ЦЕЛЬ ЗАДАНИЯ A:
Перепиши записи, начиная со строки с «point: beige floor» и заканчивая строкой с «column 206, row 415» включительно, переименовав «beige floor tile» в «sand-colored floor tile» и оставив все остальное без изменений. Изображения в ответ не включай.

После возвращения из Коктебеля мы стали регулярно видеться, реже в Москве, чаще в Переделкине. Встречались мы также на заседаниях приемной комиссии в Союзе писателей. Заседания были длинные, и, покончив с делами, мы обычно шли в клубное кафе, чтоб подкрепить свои ослабевшие от бесконечных словопрений силы чашечкой кофе и бутербродами. Пост председателя комиссии по приему в Союз В.В. занимал в течение многих лет до самой смерти и был, на мой взгляд, идеальным председателем - доброжелательным и строгим, беспристрастным и неравнодушным, его авторитет был достаточно велик, чтоб не быть непререкаемым, он не чувствовал себя оскорбленным, оставаясь в меньшинстве, и уважал чужое мнение почти так же, как свое собственное. Ему сразу удалось создать ставшую традиционной и сохранявшуюся при всех составах комиссии несколько академическую, чуточку церемонную и в то же время не лишенную юмора атмосферу заседаний, столь отличную от резковатого стиля, свойственного многим писательским дискуссиям. В.В. всегда помнил, что за каждым поданным заявлением стоит живой человек, писательская судьба, и старался избегать случайных, непродуманных решений. Бывало, что мнения рецензентов круто расходились и возникала опасность, что при голосовании будет много воздержавшихся. Тогда В.В. со вздохом протягивал руку к лежащей на столе стопочке печатного и говорил: "А что если я тоже почитаю?" И на следующем заседании рассказывал о прочитанном так просто, точно и зримо, что колебавшиеся сразу обретали необходимую уверенность.

ПРЕДОСТАВЛЕННЫЕ ЗАПИСИ:
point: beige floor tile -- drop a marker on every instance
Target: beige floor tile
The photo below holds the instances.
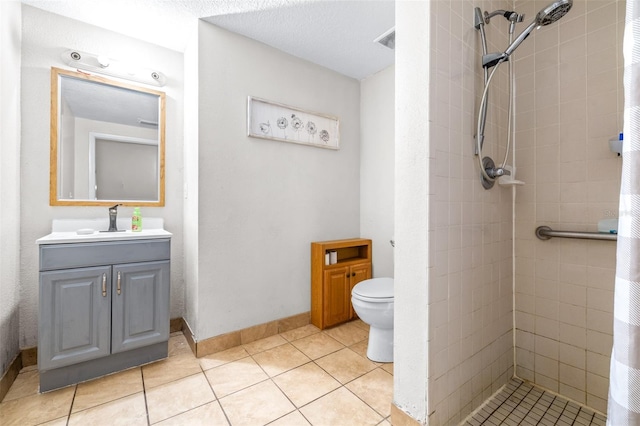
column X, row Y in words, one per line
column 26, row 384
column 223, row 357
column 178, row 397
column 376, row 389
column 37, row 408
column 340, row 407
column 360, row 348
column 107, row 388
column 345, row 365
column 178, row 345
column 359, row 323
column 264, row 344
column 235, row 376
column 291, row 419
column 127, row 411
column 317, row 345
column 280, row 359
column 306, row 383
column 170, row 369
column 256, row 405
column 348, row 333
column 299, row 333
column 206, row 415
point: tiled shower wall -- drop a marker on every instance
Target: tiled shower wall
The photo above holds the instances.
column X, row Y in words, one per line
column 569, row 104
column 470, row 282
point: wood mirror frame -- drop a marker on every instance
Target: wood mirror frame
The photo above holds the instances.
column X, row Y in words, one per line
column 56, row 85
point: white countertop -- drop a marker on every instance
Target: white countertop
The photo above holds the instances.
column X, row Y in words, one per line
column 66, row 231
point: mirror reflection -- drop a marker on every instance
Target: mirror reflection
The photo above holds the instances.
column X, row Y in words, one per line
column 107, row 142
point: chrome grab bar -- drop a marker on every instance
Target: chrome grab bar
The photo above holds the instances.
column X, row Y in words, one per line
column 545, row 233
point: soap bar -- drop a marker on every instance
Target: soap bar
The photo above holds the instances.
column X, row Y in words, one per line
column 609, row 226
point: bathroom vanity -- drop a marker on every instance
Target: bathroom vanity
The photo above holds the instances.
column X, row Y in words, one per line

...

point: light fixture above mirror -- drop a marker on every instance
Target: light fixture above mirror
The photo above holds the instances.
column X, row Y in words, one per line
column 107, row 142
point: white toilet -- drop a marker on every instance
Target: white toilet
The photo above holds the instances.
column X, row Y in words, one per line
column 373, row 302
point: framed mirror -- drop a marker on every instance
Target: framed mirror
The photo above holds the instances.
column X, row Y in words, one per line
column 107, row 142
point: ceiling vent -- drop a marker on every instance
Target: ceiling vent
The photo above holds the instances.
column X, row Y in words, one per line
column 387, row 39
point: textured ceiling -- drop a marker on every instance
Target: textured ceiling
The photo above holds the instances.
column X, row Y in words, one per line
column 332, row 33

ЦЕЛЬ ЗАДАНИЯ B:
Укажи, согласуется ли с фрагментом текста о В.В. каждое утверждение: (i) В.В. занимал пост председателя комиссии по приему до самой смерти; (ii) автор и В.В. встречались чаще в Москве, чем в Переделкине; (iii) оставаясь в меньшинстве, В.В. чувствовал себя оскорбленным. Для каждого ответь «да» или «нет» и приведи точную цитату, которая это решает.

ВЕРНЫЙ ОТВЕТ A:
point: sand-colored floor tile -- drop a marker on every instance
Target: sand-colored floor tile
The photo below holds the instances.
column X, row Y in words, one per line
column 26, row 384
column 223, row 357
column 178, row 397
column 376, row 389
column 37, row 408
column 340, row 407
column 360, row 348
column 107, row 388
column 345, row 365
column 178, row 345
column 359, row 323
column 264, row 344
column 235, row 376
column 291, row 419
column 127, row 411
column 317, row 345
column 280, row 359
column 306, row 383
column 170, row 369
column 256, row 405
column 348, row 333
column 299, row 333
column 206, row 415

ВЕРНЫЙ ОТВЕТ B:
(i) Да: «Пост председателя комиссии по приему в Союз В.В. занимал в течение многих лет до самой смерти».
(ii) Нет: «реже в Москве, чаще в Переделкине».
(iii) Нет: «он не чувствовал себя оскорбленным, оставаясь в меньшинстве».